Reproduce word for word the items from the line containing "Objective — one dot per instance of the bare arm." through the last line of the items, both ends included.

--- start of Dataset entries ---

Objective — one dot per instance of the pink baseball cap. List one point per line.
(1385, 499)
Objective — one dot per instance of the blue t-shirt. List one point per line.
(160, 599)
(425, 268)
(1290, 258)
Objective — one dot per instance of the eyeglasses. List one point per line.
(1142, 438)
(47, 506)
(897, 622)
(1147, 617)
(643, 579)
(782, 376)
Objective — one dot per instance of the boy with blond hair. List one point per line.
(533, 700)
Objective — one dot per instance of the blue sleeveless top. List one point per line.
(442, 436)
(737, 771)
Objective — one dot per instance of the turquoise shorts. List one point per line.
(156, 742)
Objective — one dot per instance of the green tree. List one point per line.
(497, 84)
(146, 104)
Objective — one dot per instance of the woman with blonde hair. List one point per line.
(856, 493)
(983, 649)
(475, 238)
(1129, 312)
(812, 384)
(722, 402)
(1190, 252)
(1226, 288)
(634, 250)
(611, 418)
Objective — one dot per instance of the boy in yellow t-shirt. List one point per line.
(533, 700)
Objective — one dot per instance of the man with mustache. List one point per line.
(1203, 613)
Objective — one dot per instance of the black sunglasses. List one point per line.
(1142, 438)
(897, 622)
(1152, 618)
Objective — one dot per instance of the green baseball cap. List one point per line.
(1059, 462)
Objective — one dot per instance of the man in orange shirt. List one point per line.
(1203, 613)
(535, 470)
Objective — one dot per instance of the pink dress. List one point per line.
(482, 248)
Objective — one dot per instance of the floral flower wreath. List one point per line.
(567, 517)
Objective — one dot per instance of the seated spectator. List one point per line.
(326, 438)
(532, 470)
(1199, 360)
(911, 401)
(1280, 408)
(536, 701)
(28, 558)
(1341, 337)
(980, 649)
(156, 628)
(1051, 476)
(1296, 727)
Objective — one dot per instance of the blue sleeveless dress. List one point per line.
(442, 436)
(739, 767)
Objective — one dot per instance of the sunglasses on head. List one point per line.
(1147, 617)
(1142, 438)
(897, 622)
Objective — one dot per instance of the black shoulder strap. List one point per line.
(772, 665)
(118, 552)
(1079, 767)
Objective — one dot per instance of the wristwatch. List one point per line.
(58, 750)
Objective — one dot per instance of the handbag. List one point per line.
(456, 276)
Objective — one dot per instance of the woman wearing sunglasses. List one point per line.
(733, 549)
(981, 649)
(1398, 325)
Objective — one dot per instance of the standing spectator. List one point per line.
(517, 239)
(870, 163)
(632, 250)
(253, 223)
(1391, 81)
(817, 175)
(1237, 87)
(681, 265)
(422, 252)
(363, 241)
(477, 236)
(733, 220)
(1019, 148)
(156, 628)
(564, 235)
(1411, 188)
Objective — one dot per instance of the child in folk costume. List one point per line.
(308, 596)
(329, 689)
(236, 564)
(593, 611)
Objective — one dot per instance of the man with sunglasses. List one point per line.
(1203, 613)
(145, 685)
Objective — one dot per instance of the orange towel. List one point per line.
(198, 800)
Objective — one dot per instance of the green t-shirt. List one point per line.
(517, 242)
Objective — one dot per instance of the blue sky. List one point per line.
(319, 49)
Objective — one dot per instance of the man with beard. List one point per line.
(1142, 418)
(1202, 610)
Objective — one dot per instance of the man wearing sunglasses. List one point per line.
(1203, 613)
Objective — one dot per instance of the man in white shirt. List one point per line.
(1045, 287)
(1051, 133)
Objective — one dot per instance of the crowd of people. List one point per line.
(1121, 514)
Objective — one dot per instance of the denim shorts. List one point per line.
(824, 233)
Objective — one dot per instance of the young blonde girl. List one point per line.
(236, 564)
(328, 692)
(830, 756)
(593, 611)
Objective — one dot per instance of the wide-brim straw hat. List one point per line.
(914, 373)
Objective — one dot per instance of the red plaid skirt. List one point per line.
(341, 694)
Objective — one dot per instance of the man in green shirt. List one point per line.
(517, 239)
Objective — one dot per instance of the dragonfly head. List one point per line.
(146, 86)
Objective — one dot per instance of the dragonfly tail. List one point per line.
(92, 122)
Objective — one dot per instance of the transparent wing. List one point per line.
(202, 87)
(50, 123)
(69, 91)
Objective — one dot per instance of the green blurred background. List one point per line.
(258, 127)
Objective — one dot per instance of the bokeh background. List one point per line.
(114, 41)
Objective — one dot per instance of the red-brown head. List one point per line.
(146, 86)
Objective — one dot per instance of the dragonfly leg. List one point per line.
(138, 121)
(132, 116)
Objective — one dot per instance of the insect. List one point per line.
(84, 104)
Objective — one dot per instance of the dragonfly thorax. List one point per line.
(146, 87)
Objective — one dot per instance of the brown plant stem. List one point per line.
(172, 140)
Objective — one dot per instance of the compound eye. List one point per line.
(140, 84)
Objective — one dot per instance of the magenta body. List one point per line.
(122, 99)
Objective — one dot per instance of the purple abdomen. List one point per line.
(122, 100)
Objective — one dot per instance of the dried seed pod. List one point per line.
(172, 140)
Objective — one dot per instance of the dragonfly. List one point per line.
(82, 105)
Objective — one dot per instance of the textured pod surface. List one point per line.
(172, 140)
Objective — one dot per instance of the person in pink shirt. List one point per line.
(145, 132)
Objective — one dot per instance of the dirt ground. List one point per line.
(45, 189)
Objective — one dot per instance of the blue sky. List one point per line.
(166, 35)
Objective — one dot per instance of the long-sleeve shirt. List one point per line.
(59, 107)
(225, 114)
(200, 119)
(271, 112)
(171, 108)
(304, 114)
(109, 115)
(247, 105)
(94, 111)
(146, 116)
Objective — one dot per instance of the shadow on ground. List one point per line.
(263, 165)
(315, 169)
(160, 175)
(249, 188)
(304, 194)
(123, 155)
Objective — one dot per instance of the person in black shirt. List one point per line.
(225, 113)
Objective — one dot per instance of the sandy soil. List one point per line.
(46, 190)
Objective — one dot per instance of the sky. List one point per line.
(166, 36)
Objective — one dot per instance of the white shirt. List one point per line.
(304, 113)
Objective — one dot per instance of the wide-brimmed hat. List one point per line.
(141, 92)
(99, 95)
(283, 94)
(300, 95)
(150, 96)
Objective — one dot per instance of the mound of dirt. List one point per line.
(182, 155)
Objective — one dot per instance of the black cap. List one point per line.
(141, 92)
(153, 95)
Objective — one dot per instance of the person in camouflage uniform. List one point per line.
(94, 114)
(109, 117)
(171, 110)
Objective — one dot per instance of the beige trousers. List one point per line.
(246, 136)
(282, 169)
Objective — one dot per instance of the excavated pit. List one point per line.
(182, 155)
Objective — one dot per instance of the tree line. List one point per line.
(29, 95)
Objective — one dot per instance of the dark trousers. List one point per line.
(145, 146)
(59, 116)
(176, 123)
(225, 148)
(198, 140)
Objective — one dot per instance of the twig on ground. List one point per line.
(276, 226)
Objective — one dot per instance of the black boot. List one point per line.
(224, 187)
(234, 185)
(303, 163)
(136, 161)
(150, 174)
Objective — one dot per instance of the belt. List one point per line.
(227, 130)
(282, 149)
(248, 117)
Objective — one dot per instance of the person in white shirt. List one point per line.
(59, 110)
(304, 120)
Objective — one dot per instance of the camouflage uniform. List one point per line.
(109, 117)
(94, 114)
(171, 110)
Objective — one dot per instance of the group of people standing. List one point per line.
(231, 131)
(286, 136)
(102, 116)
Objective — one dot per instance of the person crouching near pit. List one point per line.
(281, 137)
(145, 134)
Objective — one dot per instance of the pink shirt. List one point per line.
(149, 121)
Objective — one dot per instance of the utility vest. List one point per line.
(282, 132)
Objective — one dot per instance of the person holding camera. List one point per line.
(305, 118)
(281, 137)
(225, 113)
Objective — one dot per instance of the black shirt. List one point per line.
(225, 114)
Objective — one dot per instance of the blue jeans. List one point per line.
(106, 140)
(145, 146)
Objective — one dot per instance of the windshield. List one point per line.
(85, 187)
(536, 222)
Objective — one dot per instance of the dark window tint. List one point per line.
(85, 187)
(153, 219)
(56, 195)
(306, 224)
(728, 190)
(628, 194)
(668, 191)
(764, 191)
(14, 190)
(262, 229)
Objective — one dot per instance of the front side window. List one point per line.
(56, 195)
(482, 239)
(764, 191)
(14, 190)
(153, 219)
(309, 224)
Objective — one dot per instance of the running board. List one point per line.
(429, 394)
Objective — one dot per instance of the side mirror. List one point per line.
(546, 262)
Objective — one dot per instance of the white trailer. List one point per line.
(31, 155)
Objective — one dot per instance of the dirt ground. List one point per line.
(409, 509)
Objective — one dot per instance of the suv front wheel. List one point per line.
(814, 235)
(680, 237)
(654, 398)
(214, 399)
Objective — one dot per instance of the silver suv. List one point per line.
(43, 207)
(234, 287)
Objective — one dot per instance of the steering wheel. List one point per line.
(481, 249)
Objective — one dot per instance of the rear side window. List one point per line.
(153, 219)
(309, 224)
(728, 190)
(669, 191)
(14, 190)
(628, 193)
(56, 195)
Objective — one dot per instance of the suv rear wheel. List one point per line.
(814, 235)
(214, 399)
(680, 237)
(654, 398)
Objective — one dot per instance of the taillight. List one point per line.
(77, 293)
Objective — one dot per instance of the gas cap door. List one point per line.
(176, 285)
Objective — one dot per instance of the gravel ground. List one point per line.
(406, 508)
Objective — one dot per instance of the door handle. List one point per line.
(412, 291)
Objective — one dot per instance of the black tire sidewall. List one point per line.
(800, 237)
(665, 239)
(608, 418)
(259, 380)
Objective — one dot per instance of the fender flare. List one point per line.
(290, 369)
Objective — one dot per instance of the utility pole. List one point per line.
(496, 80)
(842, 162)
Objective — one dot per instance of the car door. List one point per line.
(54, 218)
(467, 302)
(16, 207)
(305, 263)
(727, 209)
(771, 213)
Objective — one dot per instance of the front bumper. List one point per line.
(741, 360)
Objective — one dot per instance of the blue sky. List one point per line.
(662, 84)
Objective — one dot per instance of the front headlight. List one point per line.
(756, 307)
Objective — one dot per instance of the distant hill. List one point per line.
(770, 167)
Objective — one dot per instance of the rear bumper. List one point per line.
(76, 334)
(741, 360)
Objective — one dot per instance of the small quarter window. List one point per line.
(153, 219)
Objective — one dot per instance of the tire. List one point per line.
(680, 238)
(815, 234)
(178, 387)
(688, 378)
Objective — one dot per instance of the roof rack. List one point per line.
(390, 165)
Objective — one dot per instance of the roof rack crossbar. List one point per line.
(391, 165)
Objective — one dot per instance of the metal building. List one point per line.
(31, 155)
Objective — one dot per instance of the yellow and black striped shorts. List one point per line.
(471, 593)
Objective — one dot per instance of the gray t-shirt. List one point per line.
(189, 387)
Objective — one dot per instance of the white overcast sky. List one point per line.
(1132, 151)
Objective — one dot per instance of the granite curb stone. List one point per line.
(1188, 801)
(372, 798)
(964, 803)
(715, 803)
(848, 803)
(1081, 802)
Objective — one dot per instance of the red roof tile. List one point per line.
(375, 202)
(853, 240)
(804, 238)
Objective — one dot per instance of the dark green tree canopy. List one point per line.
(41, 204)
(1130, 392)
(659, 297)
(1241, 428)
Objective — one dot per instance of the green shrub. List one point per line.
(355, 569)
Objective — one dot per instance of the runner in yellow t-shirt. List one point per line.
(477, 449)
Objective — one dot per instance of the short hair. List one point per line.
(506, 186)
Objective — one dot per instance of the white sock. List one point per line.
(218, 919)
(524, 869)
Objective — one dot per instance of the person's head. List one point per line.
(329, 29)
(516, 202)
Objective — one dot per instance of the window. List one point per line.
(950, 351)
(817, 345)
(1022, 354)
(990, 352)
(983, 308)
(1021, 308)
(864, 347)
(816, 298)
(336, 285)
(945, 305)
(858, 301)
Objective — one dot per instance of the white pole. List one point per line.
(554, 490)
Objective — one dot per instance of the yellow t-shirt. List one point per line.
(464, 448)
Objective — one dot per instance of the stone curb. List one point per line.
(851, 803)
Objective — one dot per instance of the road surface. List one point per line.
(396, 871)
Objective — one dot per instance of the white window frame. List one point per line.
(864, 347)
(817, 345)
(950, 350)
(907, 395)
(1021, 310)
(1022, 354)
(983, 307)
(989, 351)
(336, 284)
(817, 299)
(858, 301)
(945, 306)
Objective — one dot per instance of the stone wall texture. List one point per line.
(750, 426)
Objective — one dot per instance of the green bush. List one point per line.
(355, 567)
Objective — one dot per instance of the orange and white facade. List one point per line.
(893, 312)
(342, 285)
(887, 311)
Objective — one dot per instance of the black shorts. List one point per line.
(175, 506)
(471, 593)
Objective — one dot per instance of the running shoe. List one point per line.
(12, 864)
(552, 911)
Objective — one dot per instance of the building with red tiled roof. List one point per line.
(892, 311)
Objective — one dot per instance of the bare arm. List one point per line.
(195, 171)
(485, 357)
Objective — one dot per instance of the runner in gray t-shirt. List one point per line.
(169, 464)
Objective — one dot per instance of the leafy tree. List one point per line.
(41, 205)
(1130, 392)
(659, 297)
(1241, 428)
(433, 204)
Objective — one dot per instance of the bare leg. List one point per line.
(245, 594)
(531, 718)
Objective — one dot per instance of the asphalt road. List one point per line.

--- end of Dataset entries ---

# Solution to the problem:
Objective — one dot per instance of the bare arm. List one point per line.
(195, 171)
(485, 357)
Objective — one dot per instance of the runner in gray t-shirt. List one point per line.
(169, 464)
Objective — one dot per instance of the leafy tree. List one point per line.
(41, 205)
(1130, 392)
(659, 297)
(1241, 428)
(433, 204)
Objective — one dot per instance of the bare leg. List one point per line.
(245, 594)
(531, 718)
Objective — one dot per instance of the asphalt road. List one point per line.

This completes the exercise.